-- PROBLEM STATEMENT --
Return each line of the records below in which the string "curved" turns up.

** Opening DATA FOR REVIEW block **

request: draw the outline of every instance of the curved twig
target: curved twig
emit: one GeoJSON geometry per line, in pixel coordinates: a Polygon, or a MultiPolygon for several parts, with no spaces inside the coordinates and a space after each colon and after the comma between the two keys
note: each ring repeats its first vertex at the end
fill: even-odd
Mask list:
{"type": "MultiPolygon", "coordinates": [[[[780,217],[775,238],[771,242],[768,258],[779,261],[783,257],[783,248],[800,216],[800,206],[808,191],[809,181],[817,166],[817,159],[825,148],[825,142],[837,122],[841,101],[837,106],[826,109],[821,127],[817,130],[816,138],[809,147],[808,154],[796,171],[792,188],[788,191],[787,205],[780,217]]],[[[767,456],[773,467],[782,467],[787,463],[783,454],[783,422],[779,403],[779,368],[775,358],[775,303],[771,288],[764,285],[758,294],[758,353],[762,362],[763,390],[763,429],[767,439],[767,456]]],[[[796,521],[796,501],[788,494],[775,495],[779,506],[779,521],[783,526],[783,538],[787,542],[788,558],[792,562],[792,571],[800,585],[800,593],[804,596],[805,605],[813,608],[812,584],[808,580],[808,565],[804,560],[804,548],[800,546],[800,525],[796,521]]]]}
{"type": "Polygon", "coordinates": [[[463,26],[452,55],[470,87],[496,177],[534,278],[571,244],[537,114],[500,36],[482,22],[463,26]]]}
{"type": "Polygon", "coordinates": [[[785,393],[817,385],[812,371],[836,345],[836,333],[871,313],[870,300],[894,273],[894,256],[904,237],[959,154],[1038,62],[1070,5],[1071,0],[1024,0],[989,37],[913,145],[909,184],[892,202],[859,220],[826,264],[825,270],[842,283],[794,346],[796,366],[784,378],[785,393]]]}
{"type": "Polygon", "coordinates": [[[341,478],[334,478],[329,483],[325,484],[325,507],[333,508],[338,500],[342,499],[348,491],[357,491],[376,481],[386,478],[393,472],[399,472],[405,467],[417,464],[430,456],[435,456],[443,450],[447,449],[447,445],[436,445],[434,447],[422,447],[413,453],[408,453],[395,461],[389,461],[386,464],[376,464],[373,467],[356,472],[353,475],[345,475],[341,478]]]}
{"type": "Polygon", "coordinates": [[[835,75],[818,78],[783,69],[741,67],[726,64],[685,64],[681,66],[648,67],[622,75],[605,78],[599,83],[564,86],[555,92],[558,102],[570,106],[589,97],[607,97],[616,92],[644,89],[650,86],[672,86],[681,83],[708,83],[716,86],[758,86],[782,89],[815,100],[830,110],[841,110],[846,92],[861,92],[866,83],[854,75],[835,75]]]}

** Closing DATA FOR REVIEW block **

-- EXERCISE RESULT --
request: draw the outline of every instance of the curved twig
target: curved twig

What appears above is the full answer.